◆ What needs to be done: Only lines containing "bronze" belong in the answer, each copied from the entries below.

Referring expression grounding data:
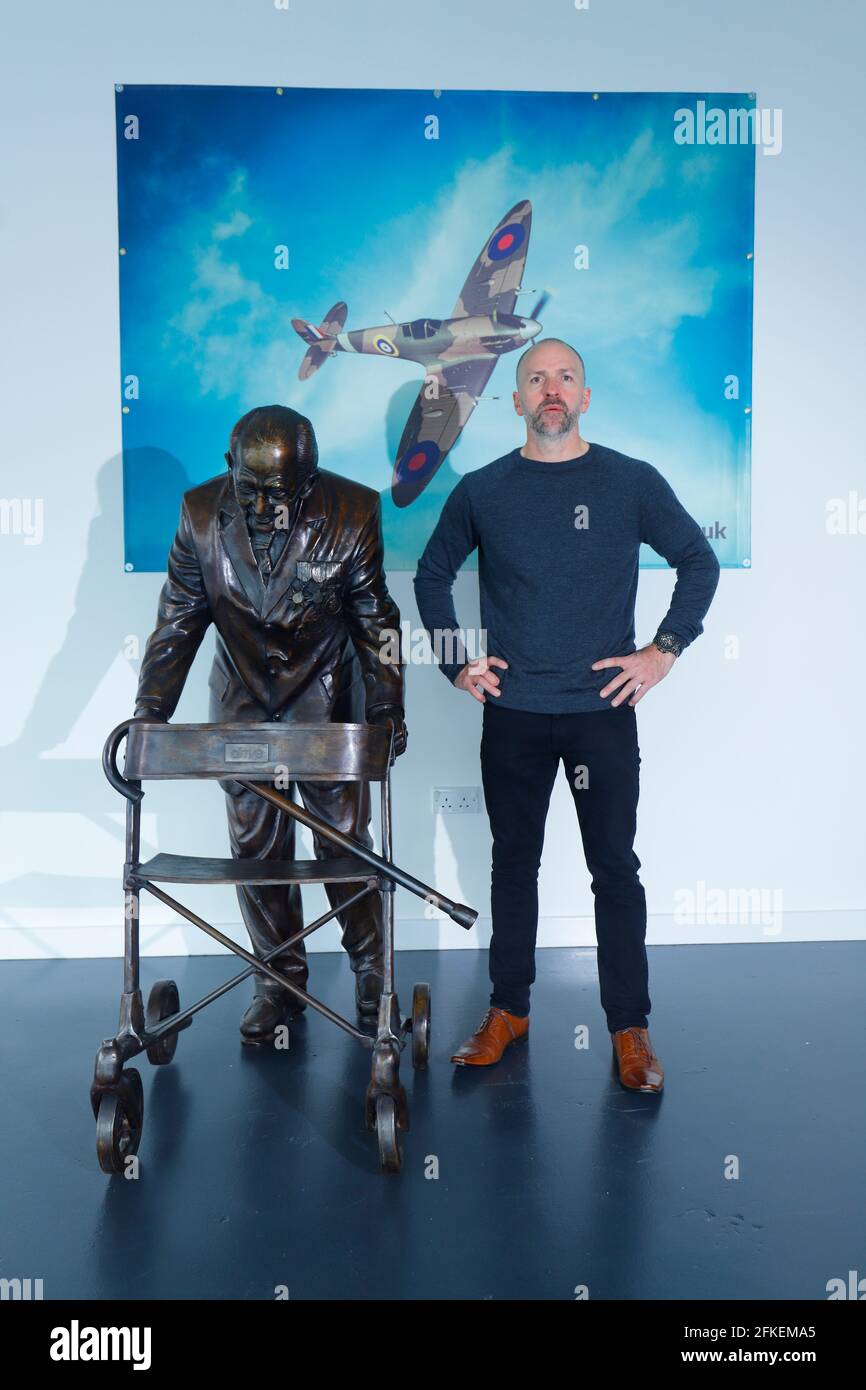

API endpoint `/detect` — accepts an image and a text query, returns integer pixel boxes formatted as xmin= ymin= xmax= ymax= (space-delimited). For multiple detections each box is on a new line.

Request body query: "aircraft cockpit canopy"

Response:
xmin=400 ymin=318 xmax=444 ymax=340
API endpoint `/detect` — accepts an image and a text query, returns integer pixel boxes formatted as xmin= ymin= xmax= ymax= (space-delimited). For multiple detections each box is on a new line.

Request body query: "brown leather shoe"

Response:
xmin=611 ymin=1026 xmax=664 ymax=1092
xmin=451 ymin=1006 xmax=529 ymax=1067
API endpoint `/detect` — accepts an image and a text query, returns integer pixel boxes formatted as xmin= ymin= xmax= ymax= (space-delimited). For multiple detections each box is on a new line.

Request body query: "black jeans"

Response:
xmin=479 ymin=701 xmax=650 ymax=1034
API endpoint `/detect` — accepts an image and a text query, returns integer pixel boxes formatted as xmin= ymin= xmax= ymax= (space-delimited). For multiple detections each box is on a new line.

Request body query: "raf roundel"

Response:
xmin=375 ymin=336 xmax=399 ymax=356
xmin=487 ymin=222 xmax=526 ymax=262
xmin=396 ymin=439 xmax=440 ymax=486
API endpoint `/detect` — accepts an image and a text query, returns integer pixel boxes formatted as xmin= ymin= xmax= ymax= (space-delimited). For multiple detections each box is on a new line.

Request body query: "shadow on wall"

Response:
xmin=0 ymin=447 xmax=202 ymax=953
xmin=380 ymin=378 xmax=490 ymax=946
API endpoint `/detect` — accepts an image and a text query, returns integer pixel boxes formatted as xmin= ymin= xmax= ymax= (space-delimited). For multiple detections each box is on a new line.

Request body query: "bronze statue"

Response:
xmin=134 ymin=404 xmax=406 ymax=1042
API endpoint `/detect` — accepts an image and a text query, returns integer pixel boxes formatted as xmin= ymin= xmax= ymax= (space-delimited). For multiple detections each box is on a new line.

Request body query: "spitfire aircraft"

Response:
xmin=291 ymin=200 xmax=549 ymax=507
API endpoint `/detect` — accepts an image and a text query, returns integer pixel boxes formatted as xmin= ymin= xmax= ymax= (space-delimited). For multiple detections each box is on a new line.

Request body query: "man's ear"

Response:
xmin=513 ymin=390 xmax=524 ymax=417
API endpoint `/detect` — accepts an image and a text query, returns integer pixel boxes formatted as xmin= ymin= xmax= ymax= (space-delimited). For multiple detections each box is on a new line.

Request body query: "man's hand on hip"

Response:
xmin=455 ymin=655 xmax=509 ymax=704
xmin=592 ymin=643 xmax=676 ymax=707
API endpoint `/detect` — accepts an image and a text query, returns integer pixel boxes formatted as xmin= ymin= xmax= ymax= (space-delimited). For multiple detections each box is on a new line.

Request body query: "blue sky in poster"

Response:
xmin=117 ymin=86 xmax=753 ymax=571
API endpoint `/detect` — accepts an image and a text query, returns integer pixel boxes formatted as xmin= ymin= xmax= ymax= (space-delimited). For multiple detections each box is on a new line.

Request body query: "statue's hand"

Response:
xmin=367 ymin=706 xmax=407 ymax=758
xmin=132 ymin=707 xmax=168 ymax=723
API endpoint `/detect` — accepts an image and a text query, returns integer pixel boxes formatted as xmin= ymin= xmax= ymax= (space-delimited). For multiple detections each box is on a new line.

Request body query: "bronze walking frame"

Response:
xmin=92 ymin=718 xmax=477 ymax=1173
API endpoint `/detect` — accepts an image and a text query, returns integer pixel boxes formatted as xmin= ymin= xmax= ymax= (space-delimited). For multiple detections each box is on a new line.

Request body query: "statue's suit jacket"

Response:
xmin=135 ymin=469 xmax=404 ymax=757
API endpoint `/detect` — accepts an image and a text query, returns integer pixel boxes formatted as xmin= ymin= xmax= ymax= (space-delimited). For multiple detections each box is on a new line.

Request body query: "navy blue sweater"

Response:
xmin=413 ymin=443 xmax=721 ymax=714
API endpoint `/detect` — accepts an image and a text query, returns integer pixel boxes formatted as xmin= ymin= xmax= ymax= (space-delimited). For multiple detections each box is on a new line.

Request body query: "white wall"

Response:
xmin=1 ymin=0 xmax=864 ymax=960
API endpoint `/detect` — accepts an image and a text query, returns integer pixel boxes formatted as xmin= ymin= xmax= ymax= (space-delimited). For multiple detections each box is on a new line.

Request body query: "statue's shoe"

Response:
xmin=240 ymin=993 xmax=305 ymax=1045
xmin=355 ymin=967 xmax=384 ymax=1018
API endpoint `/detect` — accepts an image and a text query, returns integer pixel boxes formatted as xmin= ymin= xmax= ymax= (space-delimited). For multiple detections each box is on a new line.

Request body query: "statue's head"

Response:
xmin=225 ymin=405 xmax=319 ymax=535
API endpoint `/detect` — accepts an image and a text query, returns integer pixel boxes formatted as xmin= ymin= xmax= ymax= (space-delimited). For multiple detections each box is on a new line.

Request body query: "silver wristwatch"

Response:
xmin=653 ymin=631 xmax=684 ymax=658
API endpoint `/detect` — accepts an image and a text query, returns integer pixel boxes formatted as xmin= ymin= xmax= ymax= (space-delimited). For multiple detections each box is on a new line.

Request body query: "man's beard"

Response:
xmin=528 ymin=402 xmax=579 ymax=437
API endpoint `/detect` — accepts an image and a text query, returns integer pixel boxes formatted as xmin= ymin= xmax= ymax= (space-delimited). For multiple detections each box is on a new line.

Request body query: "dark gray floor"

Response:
xmin=0 ymin=943 xmax=862 ymax=1301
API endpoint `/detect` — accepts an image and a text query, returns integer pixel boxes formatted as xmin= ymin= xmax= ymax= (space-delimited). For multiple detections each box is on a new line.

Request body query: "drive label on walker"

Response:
xmin=224 ymin=743 xmax=270 ymax=762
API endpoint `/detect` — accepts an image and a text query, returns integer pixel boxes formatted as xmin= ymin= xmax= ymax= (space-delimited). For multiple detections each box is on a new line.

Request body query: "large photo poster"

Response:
xmin=116 ymin=85 xmax=754 ymax=571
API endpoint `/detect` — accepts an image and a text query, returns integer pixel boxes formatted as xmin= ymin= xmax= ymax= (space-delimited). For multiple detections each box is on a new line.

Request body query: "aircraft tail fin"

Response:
xmin=292 ymin=301 xmax=348 ymax=380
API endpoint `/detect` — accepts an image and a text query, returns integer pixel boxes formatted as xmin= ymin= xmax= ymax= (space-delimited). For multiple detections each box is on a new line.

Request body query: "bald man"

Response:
xmin=413 ymin=339 xmax=720 ymax=1091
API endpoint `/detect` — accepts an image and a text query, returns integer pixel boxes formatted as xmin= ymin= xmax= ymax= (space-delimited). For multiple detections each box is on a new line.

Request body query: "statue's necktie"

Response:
xmin=252 ymin=532 xmax=275 ymax=580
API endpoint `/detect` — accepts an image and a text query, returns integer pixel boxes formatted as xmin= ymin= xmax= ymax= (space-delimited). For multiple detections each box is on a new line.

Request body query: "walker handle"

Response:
xmin=102 ymin=719 xmax=143 ymax=804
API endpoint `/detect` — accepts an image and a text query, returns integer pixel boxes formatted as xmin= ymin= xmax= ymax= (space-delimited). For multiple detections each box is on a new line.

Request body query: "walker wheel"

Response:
xmin=375 ymin=1094 xmax=402 ymax=1174
xmin=411 ymin=982 xmax=431 ymax=1069
xmin=145 ymin=979 xmax=180 ymax=1065
xmin=95 ymin=1068 xmax=143 ymax=1174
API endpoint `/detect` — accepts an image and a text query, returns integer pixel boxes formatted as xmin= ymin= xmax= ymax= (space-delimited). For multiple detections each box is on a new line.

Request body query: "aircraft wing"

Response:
xmin=391 ymin=357 xmax=497 ymax=507
xmin=450 ymin=199 xmax=532 ymax=319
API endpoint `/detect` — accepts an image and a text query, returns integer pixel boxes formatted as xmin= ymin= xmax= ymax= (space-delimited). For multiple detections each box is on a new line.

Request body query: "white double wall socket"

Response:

◆ Answer below:
Request body query: "bronze statue"
Request body query: "bronze walking frame"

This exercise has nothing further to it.